HOW TO COMPLETE THIS TASK = Your answer consists of the lines in the data that contain "image". Copy each of them.

:::::

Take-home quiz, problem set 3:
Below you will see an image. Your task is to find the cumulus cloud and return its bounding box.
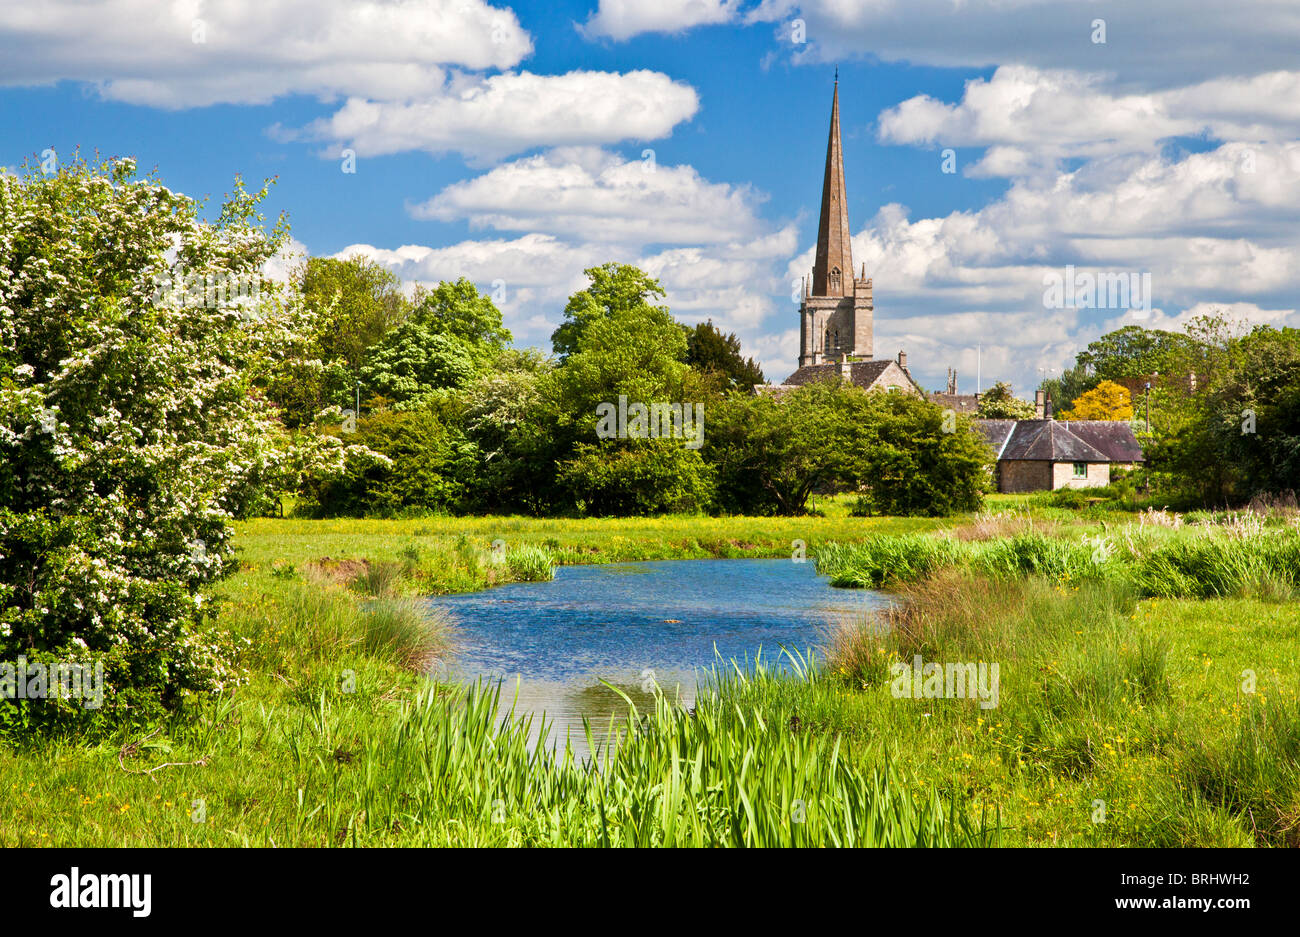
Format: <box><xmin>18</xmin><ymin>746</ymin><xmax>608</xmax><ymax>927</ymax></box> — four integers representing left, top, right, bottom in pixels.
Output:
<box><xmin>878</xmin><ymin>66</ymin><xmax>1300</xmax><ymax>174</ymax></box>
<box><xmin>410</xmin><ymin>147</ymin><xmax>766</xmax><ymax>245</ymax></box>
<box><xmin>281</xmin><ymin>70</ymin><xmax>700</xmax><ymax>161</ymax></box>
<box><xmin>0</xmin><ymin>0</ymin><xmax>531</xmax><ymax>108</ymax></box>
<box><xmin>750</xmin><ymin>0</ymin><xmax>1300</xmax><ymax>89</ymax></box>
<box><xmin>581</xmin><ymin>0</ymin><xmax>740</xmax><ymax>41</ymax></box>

:::::

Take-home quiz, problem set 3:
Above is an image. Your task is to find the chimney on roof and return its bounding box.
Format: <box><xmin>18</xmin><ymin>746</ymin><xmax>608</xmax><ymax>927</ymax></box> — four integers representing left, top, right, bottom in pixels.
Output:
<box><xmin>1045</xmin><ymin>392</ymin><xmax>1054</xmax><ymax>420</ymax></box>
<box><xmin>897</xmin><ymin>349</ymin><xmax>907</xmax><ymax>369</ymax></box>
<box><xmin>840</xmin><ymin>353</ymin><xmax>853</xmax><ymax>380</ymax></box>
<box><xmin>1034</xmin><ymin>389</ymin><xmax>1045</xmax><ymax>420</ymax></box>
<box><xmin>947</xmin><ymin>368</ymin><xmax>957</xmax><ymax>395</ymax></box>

:::::

EXERCISE SOLUTION =
Below you will see an image. Your task is to find the cumulus cloud and return its bounding box.
Above is an image. Your task is to find the chimney on roof and return its bounding box.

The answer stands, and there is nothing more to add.